• [Reading text]

◇ ◇ ◇ ◇ ◇

AI Art Weekly #107
Hello my fellow dreamers, and welcome to issue #107 of AI Art Weekly! 👋
It’s been an eventful week in AI. OpenAI’s 12 days of hype continue, while we’ve seen the release of a new SOTA open-source video model, a glimpse into the future of gaming, and 19 noteworthy papers (carefully selected from 227 publications by yours truly).
Quick reminder: The 40% Cyberweek discount for Premium and the Midjourney Prompt Library ends this week. Don’t miss out on this significant saving!
I’ll return in two weeks with the final issue of 2024. Until then, stay creative! 🙏
Unlock the full potential of AI-generated art with my curated collection of 200+ high-quality Midjourney SREF codes and 1000+ creative prompts.
Cover Challenge 🎨
News & Papers
Highlights
HunyuanVideo
Tencent released a new 13B open-source text-to-video state of the art model this week.
The weights are available on HuggingFace but it requires at least 45GB of VRAM to run. Luckily it’s already available on Fal and Replicate, although it currently takes 8 minutes on a single H100 GPU to generate a 5 second clip.
However, it’s fair to expect that speeds are only going to improve with quantization and more GPUs (e.g. 4xH100)!
Genie 2
Google DeepMind revealed the next generation of their Genie model. Advancing from its 2D predecessor, Genie 2 can can generate playable 3D worlds from a single image which can be controlled via keyboard and mouse inputs. Some key features are:
- It can create 3D worlds from text/image
- Simulates physics and character animations
- Supports multiple camera perspectives (FPS, isometric, third-person)
- Enables NPC interactions
- Maintains consistency for up to 60 seconds
Now this isn’t a public release, but nonetheless extremely interesting. A few weeks ago, game devs dismissed earlier versions of this tech. Now, look at it. Future games won’t require engines or development time. You’ll simply imagine it and play in seconds.
MV-Adapter
Being able to generate consistent multi-view images is the key to good 3D gen. MV-Adapter is the newest tool for that task. It can create up to 40 views either from only text, an image or different CN and works with various SDXL models.
3D
Trellis 3D: Structured 3D Latents for Scalable and Versatile 3D Generation
Trellis 3D generates high-quality 3D assets in formats like Radiance Fields, 3D Gaussians, and meshes. It supports text and image conditioning, offering flexible output format selection and local 3D editing capabilities.
MIDI: Multi-Instance Diffusion for Single Image to 3D Scene Generation
MIDI can generate 3D scenes from a single image using a multi-instance diffusion model. It processes scenes in about 40 seconds and effectively captures how objects interact in space.
SceneFactor: Factored Latent 3D Diffusion for Controllable 3D Scene Generation
SceneFactor generates 3D scenes from text using an intermediate 3D semantic map. This map can be edited to add, remove, resize, and replace objects, allowing for easy regeneration of the final 3D scene.
3DSceneEditor: Controllable 3D Scene Editing with Gaussian Splatting
3DSceneEditor can edit complex 3D scenes in real-time using Gaussian Splatting. It allows users to add, move, change colors, replace, and delete objects based on prompts.

◇ ◇ ◇ ◇ ◇

Saved entries
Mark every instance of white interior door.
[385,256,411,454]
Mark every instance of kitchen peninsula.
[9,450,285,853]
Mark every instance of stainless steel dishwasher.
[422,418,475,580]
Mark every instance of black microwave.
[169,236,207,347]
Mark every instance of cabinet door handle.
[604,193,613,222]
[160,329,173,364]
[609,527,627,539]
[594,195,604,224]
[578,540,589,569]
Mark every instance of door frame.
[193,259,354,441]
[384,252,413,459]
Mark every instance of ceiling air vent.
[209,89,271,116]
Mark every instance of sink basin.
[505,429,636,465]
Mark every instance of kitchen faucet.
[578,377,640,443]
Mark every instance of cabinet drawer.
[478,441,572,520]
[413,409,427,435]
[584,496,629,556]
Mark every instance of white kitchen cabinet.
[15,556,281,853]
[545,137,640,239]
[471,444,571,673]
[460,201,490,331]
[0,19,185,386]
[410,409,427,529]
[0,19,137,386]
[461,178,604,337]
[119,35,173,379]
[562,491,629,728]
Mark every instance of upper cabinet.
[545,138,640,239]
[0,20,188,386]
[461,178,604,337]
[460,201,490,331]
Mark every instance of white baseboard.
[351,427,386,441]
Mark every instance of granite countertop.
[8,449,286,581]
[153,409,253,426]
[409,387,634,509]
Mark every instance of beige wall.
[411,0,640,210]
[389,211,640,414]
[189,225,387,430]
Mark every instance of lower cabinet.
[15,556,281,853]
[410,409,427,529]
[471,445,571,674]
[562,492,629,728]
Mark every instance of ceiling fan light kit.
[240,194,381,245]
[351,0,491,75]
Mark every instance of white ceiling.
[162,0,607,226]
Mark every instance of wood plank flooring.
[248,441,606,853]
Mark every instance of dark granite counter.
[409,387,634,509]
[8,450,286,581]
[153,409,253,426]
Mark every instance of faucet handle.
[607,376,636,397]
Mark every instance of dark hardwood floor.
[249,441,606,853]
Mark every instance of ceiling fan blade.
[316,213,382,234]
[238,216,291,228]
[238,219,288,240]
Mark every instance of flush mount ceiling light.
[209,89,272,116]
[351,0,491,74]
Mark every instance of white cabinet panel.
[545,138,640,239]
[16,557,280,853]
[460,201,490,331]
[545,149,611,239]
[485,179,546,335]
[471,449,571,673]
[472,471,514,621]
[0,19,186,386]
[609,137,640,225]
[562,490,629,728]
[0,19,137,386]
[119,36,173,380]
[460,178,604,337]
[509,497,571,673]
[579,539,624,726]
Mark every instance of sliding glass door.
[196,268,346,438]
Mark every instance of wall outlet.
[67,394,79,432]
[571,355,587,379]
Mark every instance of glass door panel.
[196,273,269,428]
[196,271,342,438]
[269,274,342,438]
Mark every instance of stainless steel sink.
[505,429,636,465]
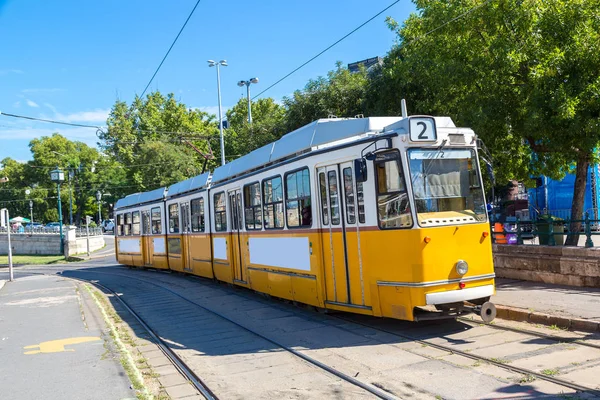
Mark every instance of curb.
[496,305,600,333]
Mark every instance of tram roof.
[212,117,402,182]
[168,172,210,197]
[115,187,166,209]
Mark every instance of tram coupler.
[464,301,496,324]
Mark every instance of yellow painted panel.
[268,272,294,300]
[291,276,324,307]
[213,262,233,283]
[248,269,269,293]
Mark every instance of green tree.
[98,91,220,192]
[383,0,600,244]
[225,97,287,160]
[283,62,369,131]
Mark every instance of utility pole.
[0,208,14,282]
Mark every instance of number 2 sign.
[409,117,437,142]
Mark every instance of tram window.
[131,211,140,235]
[151,207,162,235]
[375,151,413,229]
[342,168,356,224]
[191,197,204,232]
[244,182,262,230]
[123,213,131,236]
[169,204,179,233]
[263,176,283,229]
[327,171,340,225]
[285,168,312,228]
[142,211,151,235]
[319,172,329,225]
[214,192,227,232]
[117,214,123,236]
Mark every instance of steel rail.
[64,276,218,400]
[329,315,600,396]
[456,317,600,349]
[61,269,397,400]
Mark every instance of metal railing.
[490,210,600,248]
[75,228,103,237]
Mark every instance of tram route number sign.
[408,117,437,142]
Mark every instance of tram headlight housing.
[456,260,469,276]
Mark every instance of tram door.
[142,210,153,265]
[229,189,246,283]
[317,162,370,309]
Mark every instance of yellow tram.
[115,112,495,321]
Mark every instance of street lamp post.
[50,167,65,254]
[208,60,227,165]
[96,190,102,226]
[238,78,258,125]
[29,200,33,228]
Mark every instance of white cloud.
[55,108,110,122]
[21,88,66,93]
[0,69,25,75]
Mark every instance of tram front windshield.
[408,148,486,226]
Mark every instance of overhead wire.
[252,0,400,100]
[140,0,202,98]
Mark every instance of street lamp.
[50,167,65,254]
[50,150,75,225]
[96,190,102,226]
[207,60,227,165]
[238,78,258,125]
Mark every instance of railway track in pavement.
[62,270,397,400]
[30,267,600,398]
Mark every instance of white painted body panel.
[152,238,167,254]
[213,238,227,260]
[119,239,141,253]
[249,237,310,271]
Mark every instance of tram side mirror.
[354,158,367,182]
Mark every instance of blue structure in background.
[527,165,600,219]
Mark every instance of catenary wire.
[140,0,202,98]
[252,0,400,100]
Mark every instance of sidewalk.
[491,278,600,332]
[0,276,136,400]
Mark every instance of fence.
[490,210,600,247]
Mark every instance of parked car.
[100,219,115,232]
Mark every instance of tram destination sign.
[408,117,437,142]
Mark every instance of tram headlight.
[456,260,469,275]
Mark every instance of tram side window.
[117,214,123,236]
[375,151,413,229]
[342,168,365,224]
[244,182,262,230]
[285,168,312,227]
[131,211,140,235]
[169,204,179,233]
[214,192,227,232]
[123,213,131,236]
[142,210,151,235]
[151,207,162,235]
[327,171,340,225]
[263,176,283,229]
[191,197,204,232]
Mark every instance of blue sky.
[0,0,414,160]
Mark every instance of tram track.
[60,269,397,400]
[457,317,600,350]
[330,315,600,397]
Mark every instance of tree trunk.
[565,154,590,246]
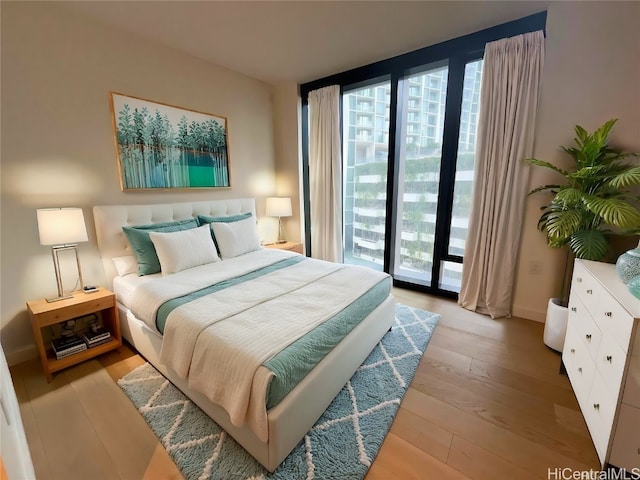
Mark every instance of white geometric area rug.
[118,305,440,480]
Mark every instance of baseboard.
[511,304,547,323]
[4,345,38,367]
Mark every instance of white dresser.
[562,260,640,470]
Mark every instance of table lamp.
[36,208,88,302]
[266,197,291,243]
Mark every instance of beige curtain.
[309,85,342,262]
[458,31,544,318]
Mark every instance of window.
[300,12,546,297]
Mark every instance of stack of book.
[82,327,111,348]
[51,335,87,360]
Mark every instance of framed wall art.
[111,92,231,190]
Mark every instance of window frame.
[300,10,547,297]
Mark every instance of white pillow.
[111,255,138,277]
[149,225,219,275]
[211,217,260,259]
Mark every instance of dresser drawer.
[622,328,640,408]
[593,291,633,353]
[562,322,596,409]
[571,262,602,312]
[569,295,602,361]
[596,335,627,398]
[609,403,640,470]
[580,372,617,464]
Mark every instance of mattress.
[121,249,391,439]
[113,273,162,308]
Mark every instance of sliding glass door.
[300,12,546,297]
[342,60,482,292]
[342,81,391,270]
[393,63,449,286]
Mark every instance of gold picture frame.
[110,92,231,191]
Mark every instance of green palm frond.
[553,187,584,208]
[609,167,640,189]
[569,230,609,260]
[529,185,562,195]
[584,196,640,229]
[545,209,582,239]
[527,119,640,260]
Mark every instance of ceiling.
[60,0,549,84]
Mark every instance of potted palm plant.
[527,119,640,351]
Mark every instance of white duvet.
[131,249,387,442]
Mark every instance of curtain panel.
[458,31,544,318]
[309,85,342,262]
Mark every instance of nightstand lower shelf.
[27,288,122,382]
[45,338,122,377]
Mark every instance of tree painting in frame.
[111,92,231,190]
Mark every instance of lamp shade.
[36,208,88,245]
[266,197,291,217]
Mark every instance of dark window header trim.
[300,10,547,96]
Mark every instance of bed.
[93,198,395,472]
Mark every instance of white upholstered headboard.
[93,198,256,284]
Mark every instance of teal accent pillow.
[198,212,251,255]
[122,218,198,276]
[198,212,251,225]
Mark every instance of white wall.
[0,2,276,364]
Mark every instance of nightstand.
[27,288,122,382]
[265,242,304,255]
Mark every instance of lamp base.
[45,295,73,303]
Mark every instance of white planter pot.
[544,298,569,352]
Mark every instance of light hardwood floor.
[11,289,598,480]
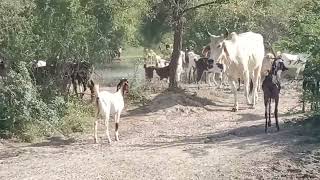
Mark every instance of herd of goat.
[0,31,319,143]
[144,31,312,132]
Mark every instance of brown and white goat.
[94,79,129,143]
[262,59,288,133]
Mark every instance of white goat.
[176,51,186,82]
[94,79,129,143]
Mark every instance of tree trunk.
[169,12,183,88]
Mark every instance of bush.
[58,99,95,136]
[0,62,92,142]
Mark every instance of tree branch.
[182,0,229,14]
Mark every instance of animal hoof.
[231,108,238,112]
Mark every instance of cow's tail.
[249,79,253,95]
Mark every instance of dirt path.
[0,83,320,180]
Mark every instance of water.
[93,58,144,86]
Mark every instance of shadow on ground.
[30,137,76,147]
[123,89,231,117]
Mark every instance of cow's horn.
[207,29,214,36]
[268,42,277,58]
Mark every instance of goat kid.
[262,59,287,133]
[94,79,129,143]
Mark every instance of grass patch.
[59,99,95,136]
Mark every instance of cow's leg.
[294,68,300,80]
[211,73,218,86]
[244,71,251,105]
[268,98,272,127]
[71,78,78,97]
[237,78,241,91]
[274,97,280,131]
[104,113,111,143]
[219,72,223,89]
[229,78,239,112]
[264,96,269,133]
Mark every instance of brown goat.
[143,64,155,81]
[155,66,170,80]
[262,59,287,133]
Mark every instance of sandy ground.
[0,82,320,180]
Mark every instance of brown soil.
[0,82,320,180]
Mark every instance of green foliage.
[58,99,95,136]
[0,62,57,141]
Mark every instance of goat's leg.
[211,73,218,86]
[114,113,120,141]
[93,106,100,143]
[244,71,251,105]
[104,112,111,143]
[80,80,87,99]
[71,78,78,97]
[252,68,262,107]
[219,73,223,89]
[93,119,98,143]
[268,98,272,127]
[186,69,191,84]
[229,78,239,112]
[274,97,280,131]
[207,73,215,87]
[237,78,241,91]
[264,96,269,133]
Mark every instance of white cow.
[155,55,169,68]
[36,60,47,67]
[277,51,308,79]
[185,51,200,83]
[209,32,264,111]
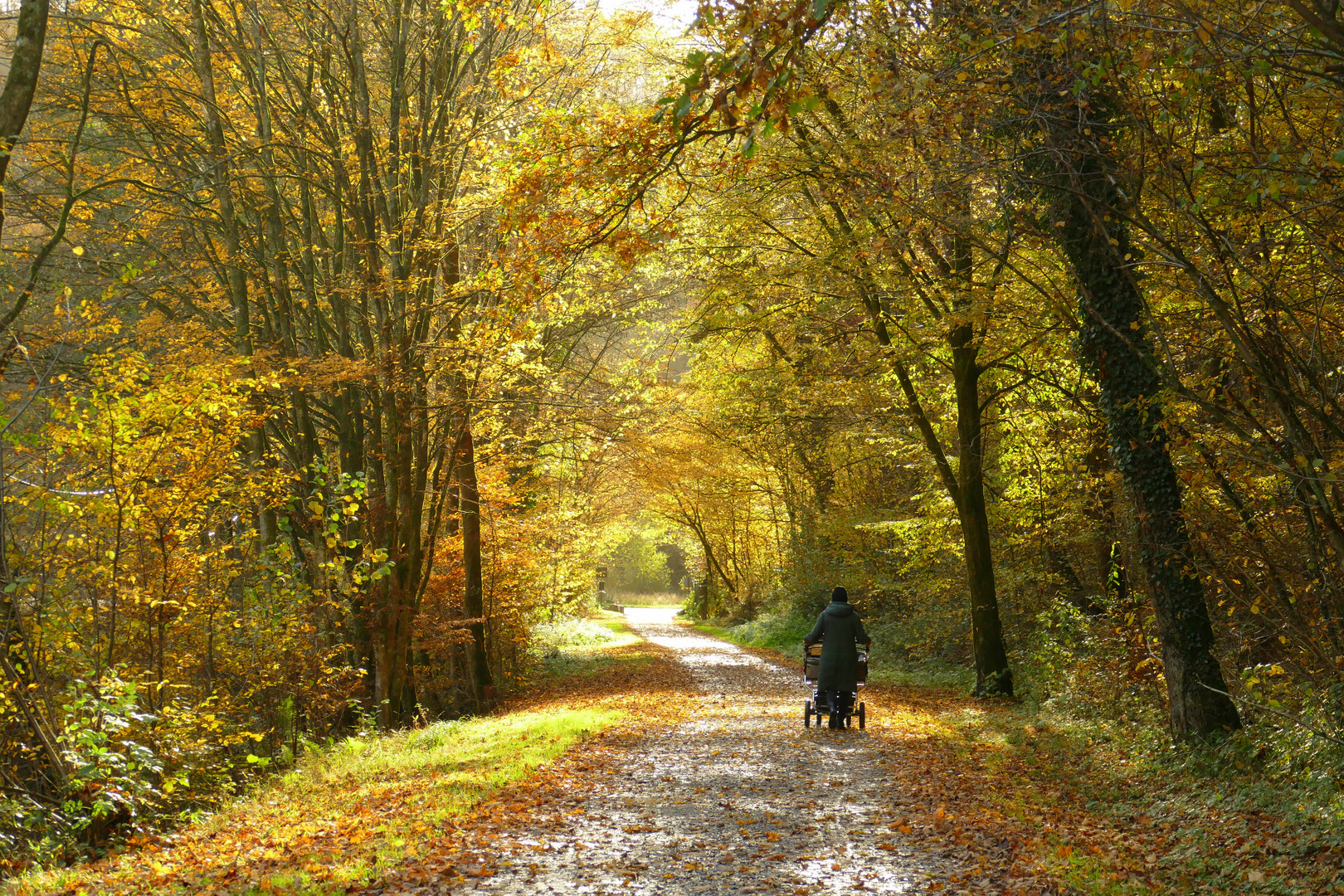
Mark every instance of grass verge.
[0,614,684,896]
[696,622,1344,896]
[694,614,975,690]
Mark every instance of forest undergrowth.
[698,614,1344,896]
[0,614,684,896]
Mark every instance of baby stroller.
[802,644,869,731]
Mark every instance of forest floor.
[7,607,1344,896]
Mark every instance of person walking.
[802,587,872,728]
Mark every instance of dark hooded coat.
[804,601,869,692]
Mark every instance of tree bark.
[457,410,494,707]
[0,0,48,234]
[947,324,1012,697]
[1055,158,1240,739]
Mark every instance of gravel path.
[465,608,952,896]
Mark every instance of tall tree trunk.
[947,324,1012,697]
[0,0,48,234]
[1055,155,1240,739]
[457,410,494,707]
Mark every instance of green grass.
[695,614,975,692]
[0,693,618,896]
[531,611,640,683]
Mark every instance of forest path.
[435,608,972,896]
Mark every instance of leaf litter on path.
[367,611,1060,896]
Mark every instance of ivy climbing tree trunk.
[1055,145,1240,739]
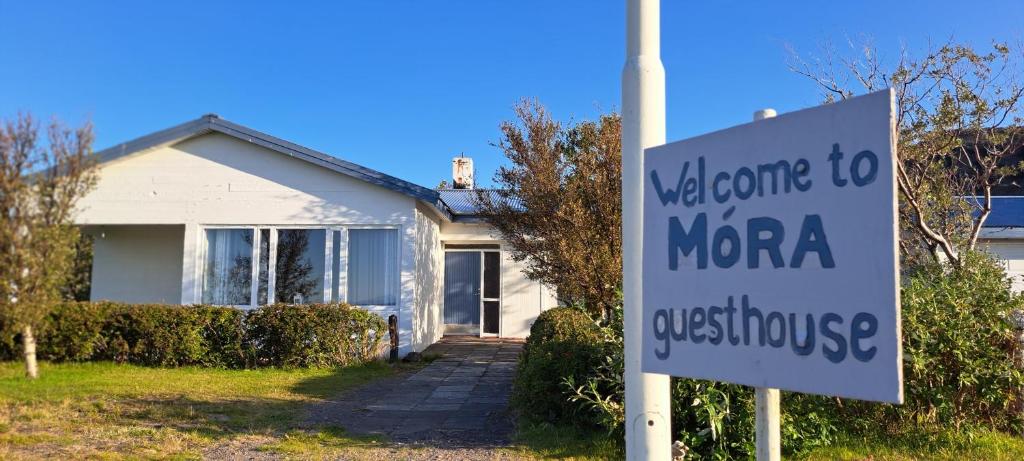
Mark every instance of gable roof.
[96,114,453,220]
[982,196,1024,227]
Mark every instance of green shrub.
[888,249,1024,431]
[103,304,245,368]
[511,307,605,424]
[246,304,387,367]
[561,254,1024,459]
[37,302,116,362]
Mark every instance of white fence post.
[754,109,782,461]
[623,0,672,461]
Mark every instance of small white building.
[979,196,1024,291]
[76,115,556,354]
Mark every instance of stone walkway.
[311,337,522,448]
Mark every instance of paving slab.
[309,336,522,448]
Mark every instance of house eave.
[96,114,452,220]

◇ ◇ ◇ ◇ ◇

• [Activity]
Render this sentence from the AI art newsletter in German: "MIDI can generate 3D scenes from a single image using a multi-instance diffusion model."

• [Exercise result]
MIDI kann mithilfe eines Multi-Instanz-Diffusionsmodells 3D-Szenen aus einem einzigen Bild erzeugen.